--- Data for this exercise ---

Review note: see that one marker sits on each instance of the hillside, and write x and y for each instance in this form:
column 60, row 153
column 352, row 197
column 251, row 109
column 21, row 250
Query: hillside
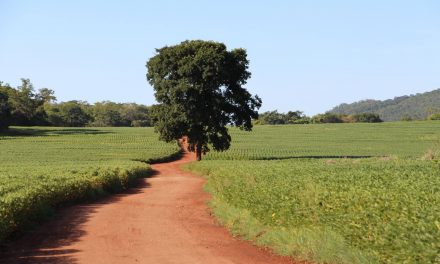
column 417, row 106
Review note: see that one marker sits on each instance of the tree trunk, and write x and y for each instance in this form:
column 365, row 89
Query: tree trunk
column 198, row 151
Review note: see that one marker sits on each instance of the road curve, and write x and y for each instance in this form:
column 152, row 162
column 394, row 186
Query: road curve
column 163, row 220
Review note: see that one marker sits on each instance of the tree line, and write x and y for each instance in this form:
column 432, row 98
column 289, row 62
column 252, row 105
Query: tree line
column 298, row 117
column 24, row 106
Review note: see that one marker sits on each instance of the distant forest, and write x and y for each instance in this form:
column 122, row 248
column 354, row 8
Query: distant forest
column 24, row 106
column 409, row 107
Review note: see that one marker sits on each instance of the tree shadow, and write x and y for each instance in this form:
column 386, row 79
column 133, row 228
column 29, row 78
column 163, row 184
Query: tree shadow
column 53, row 242
column 26, row 131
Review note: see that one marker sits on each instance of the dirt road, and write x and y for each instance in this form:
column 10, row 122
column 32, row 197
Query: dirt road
column 164, row 220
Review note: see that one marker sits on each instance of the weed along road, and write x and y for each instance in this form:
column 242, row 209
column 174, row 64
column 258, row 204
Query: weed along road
column 164, row 220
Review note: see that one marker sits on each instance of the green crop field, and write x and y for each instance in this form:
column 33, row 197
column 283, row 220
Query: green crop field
column 41, row 168
column 333, row 193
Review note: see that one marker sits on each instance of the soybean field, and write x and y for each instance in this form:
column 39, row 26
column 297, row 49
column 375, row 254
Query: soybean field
column 333, row 193
column 42, row 167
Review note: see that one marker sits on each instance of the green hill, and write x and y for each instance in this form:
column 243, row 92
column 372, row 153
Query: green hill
column 417, row 106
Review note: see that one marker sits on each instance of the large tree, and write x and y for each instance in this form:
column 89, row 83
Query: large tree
column 199, row 87
column 4, row 107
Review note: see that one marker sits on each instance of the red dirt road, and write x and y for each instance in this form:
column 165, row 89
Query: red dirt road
column 164, row 220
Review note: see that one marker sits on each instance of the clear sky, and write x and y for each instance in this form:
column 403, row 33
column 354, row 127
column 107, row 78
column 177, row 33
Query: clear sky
column 304, row 55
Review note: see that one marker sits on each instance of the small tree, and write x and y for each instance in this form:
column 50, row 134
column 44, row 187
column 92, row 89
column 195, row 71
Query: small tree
column 199, row 87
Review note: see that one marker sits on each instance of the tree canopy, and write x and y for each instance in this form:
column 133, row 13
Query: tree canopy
column 199, row 87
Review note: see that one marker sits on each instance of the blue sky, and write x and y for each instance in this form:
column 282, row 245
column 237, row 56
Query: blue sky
column 304, row 55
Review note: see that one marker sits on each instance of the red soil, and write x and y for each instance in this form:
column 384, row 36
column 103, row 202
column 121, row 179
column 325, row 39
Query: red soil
column 164, row 220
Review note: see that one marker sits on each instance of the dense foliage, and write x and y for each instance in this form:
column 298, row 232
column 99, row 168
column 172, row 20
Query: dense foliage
column 412, row 107
column 298, row 117
column 24, row 106
column 199, row 87
column 5, row 113
column 327, row 192
column 42, row 168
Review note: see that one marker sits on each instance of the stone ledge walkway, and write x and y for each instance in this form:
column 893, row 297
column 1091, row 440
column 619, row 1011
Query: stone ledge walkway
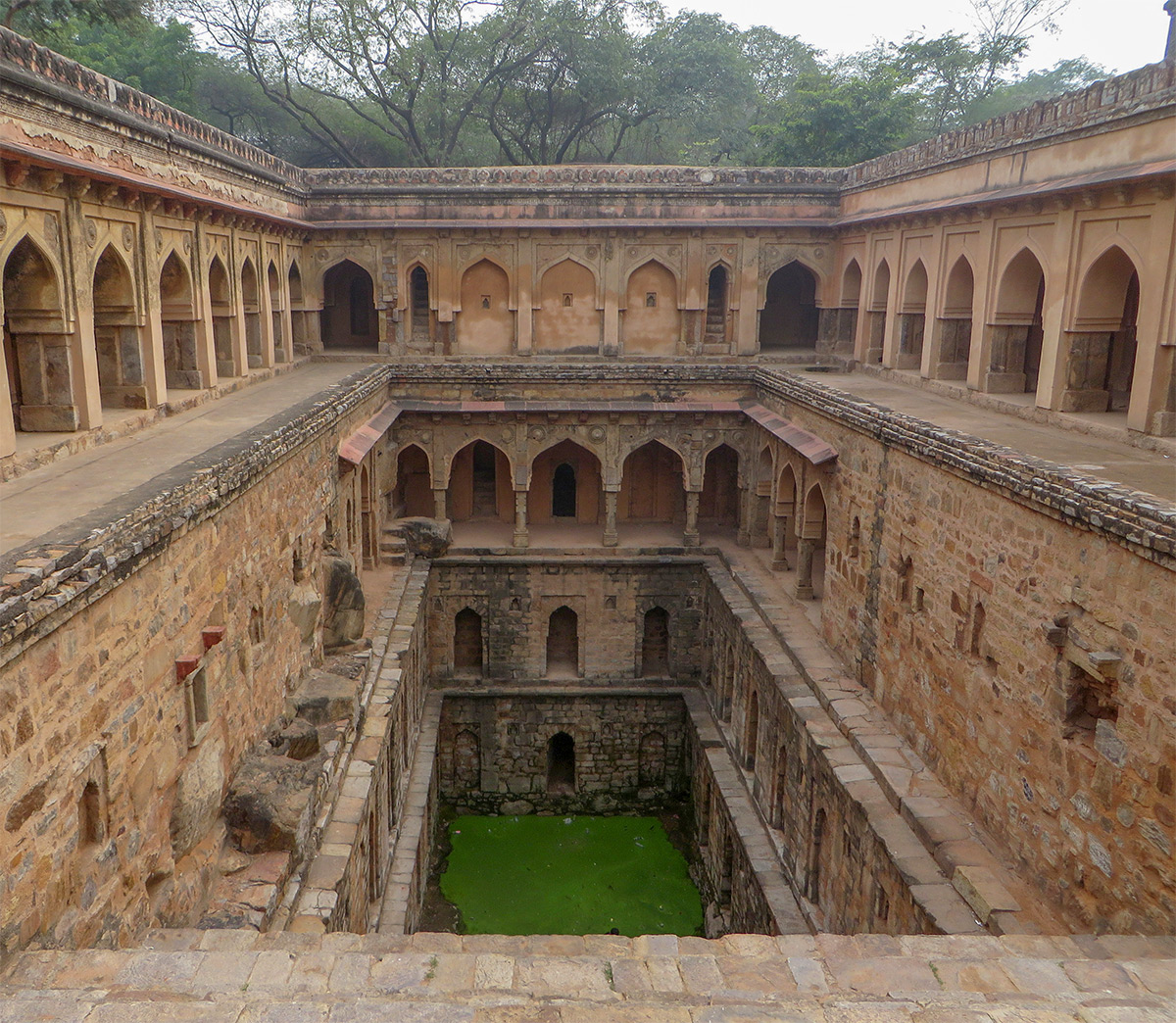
column 241, row 976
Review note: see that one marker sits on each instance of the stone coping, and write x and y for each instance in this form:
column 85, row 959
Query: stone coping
column 227, row 976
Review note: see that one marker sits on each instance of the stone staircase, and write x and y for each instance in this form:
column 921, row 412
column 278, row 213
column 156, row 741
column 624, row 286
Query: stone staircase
column 232, row 976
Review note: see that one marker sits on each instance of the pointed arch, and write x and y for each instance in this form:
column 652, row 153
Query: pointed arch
column 568, row 317
column 348, row 317
column 652, row 485
column 485, row 321
column 564, row 485
column 480, row 483
column 652, row 322
column 118, row 334
column 38, row 362
column 789, row 315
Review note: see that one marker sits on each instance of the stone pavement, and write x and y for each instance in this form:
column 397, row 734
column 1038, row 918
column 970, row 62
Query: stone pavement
column 1095, row 446
column 227, row 976
column 77, row 485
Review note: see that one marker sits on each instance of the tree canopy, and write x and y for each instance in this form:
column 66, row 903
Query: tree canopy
column 435, row 82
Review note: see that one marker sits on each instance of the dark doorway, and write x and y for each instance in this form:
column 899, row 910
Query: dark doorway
column 656, row 645
column 564, row 492
column 562, row 764
column 467, row 644
column 564, row 645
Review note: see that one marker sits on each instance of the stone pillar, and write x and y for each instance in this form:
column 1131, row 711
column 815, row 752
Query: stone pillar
column 611, row 538
column 805, row 570
column 780, row 524
column 691, row 535
column 521, row 538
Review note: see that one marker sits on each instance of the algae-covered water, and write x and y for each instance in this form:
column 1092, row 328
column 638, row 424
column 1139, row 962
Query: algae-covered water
column 569, row 875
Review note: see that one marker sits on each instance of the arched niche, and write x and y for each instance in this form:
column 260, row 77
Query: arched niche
column 568, row 318
column 789, row 316
column 38, row 362
column 652, row 322
column 485, row 323
column 118, row 332
column 348, row 317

--- Exercise brief ---
Copy exactly what appears in the entries, beginning with the first line and ending with the line that has "column 258, row 204", but not the pictures.

--- Expected answer ---
Review note: see that one marker sits on each instance of the hillside, and write x and y for each instance in this form:
column 60, row 153
column 352, row 197
column 251, row 109
column 21, row 250
Query: hillside
column 417, row 106
Review note: see that one marker sits on each instance of the tree trunk, and write x and y for each instance in this form:
column 365, row 89
Query: tree trunk
column 198, row 151
Review note: see that one marker sits on each instance of the road curve, and write x and y for each instance in this form:
column 152, row 162
column 394, row 186
Query: road curve
column 163, row 220
Review note: see that one marker sits on each instance of the tree line, and write x and y for each instance in this form:
column 432, row 98
column 289, row 62
column 252, row 105
Query: tree line
column 298, row 117
column 24, row 106
Review note: see that one marker sits on each instance of the distant forest, and write x and y for each instance in this form:
column 122, row 248
column 354, row 8
Query: distant forest
column 24, row 106
column 409, row 107
Review note: see that one marker sits on each instance of the tree shadow, and write x and y for each instance in this form:
column 386, row 79
column 133, row 228
column 29, row 78
column 163, row 184
Query: tree shadow
column 53, row 242
column 26, row 131
Review note: see that one marker sits on each instance of the dirt road, and write x and y for each instance in this form:
column 10, row 122
column 32, row 197
Query: dirt road
column 164, row 220
Review note: see that one marker sits on each instance of the weed along road, and write x and y for each instance in this form:
column 242, row 209
column 174, row 64
column 258, row 204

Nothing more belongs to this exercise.